Exercise -
Omit every picture. Return all other data as it stands.

** Opening Dataset excerpts block **

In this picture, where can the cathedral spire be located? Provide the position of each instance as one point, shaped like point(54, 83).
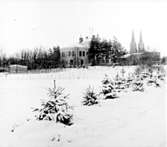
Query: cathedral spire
point(133, 48)
point(141, 44)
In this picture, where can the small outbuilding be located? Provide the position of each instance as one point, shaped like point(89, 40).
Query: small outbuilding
point(16, 68)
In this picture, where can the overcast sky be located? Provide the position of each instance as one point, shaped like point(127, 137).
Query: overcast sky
point(33, 23)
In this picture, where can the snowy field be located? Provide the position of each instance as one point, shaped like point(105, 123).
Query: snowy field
point(136, 119)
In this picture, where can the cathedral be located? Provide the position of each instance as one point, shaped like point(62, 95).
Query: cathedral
point(139, 55)
point(134, 48)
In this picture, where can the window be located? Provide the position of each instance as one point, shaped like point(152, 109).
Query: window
point(69, 53)
point(73, 53)
point(83, 53)
point(80, 53)
point(63, 54)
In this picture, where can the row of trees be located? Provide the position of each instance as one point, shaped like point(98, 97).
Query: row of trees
point(36, 59)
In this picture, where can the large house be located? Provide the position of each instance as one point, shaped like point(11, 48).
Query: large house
point(76, 55)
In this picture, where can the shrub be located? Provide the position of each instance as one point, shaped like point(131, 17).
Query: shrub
point(138, 86)
point(108, 89)
point(56, 108)
point(90, 98)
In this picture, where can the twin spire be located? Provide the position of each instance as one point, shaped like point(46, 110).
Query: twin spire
point(133, 46)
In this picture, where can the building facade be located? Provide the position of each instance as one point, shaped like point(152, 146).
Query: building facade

** Closing Dataset excerpts block **

Reply to the exercise -
In this picture, where can the cathedral spire be located? Provide the position of each instance as one point, shaped like point(54, 83).
Query: cathedral spire
point(133, 48)
point(141, 44)
In this picture, where can the small outbuilding be located? Provide the position of each instance as one point, shaped like point(89, 40).
Query: small outbuilding
point(16, 68)
In this picture, where can the overcast sky be located? Provide the position of each instance as one point, shaped like point(127, 137).
Query: overcast sky
point(33, 23)
In this picture, where can the snowy field be located? Provide the position of each instance as one point, shaped like point(105, 123).
Query: snowy field
point(136, 119)
In this picture, where can the cathedral be located? Provide the position of each instance as one point, shaped like point(62, 95).
Query: cathedral
point(139, 55)
point(134, 48)
In this picture, where can the window be located? Provide the position of each instance as one point, shaped like point(152, 109).
Query: window
point(69, 53)
point(73, 53)
point(83, 53)
point(80, 53)
point(63, 54)
In this picture, where can the row of trees be located? Provide the position of each instance as one point, shaped like point(98, 97).
Query: row of trees
point(36, 59)
In this picture, where can the large house be located? Provide the position of each instance as one point, shaped like point(11, 48).
Query: large house
point(76, 55)
In this picture, where can the shrub be located? Provide the position of each instance as one point, shaped like point(131, 17).
Query: shrub
point(138, 86)
point(108, 89)
point(56, 108)
point(90, 98)
In this picture, where can the twin spire be located? Provide the position of each instance as one point, shaped like point(46, 110).
Query: twin spire
point(133, 46)
In this picture, where can the building facade be located? Provide the position of each instance as one point, shaped like point(152, 146).
Query: building facade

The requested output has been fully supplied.